EXTRACT PROVIDED:

------

In Corsica, women's suffrage was granted in 1755 and lasted until 1769.

Women's suffrage (with the same property qualifications as for men) was granted in New Jersey in 1776 (the word "inhabitants" was used instead of "men" in the 1776 Constitution) and rescinded in 1807.

The Pitcairn Islands granted restricted women's suffrage in 1838. Various other countries and states granted restricted women's suffrage in the later half of the nineteenth century, starting with South Australia in 1861.

The first unrestricted women's suffrage in a major country was granted in New Zealand in 1893. The women's suffrage bill was adopted mere weeks before the general election of 1893. Māori men had been granted suffrage in 1867, white men in 1879. The Freedom in the World index lists New Zealand as the only free country in the world in 1893.

South Australia first granted women suffrage and allowed them to stand for parliament in 1894.

In 1906, the autonomous Grand Principality of Finland became the first territory to give women full political rights, i.e. both the right to vote and to run for office, and was the second in the world and the first in Europe to give women the right to vote. The world's first female members of parliament were elected in Finland the following year, 1907.

In 1931, the Second Spanish Republic allowed women the right of passive suffrage with three women being elected.

------

TASK PROMPT: Will you print everything in the women's suffrage passage from "South Australia first" down to "following year, 1907.", word for word? The listing plays no role in this.

DATA PROVIDED:
------

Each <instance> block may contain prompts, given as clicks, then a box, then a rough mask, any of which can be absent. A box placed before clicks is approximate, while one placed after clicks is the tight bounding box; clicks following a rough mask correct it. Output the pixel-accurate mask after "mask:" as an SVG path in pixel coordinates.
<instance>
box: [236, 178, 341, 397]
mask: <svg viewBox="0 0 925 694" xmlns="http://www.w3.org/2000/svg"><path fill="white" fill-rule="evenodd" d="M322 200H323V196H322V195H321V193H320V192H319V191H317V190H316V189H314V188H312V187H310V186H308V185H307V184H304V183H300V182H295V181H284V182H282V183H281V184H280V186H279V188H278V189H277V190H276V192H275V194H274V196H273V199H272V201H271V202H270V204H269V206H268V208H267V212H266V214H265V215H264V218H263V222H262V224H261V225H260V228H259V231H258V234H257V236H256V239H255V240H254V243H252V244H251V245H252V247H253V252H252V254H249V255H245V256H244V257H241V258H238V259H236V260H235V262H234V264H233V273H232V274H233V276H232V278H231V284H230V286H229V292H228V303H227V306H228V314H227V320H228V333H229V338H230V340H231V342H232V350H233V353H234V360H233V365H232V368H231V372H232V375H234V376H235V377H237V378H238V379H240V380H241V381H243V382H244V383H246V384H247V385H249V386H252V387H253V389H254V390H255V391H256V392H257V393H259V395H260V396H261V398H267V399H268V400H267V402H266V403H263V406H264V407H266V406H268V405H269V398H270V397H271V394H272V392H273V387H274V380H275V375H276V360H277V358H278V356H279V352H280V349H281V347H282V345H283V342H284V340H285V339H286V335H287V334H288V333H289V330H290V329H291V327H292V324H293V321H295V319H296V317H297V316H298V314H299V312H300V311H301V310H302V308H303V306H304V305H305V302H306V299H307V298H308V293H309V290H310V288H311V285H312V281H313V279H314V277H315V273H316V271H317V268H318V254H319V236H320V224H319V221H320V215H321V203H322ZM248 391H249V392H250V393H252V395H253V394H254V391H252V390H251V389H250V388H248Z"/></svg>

------

SOLUTION TO THE EXERCISE:
South Australia first granted women suffrage and allowed them to stand for parliament in 1894.

In 1906, the autonomous Grand Principality of Finland became the first territory to give women full political rights, i.e. both the right to vote and to run for office, and was the second in the world and the first in Europe to give women the right to vote. The world's first female members of parliament were elected in Finland the following year, 1907.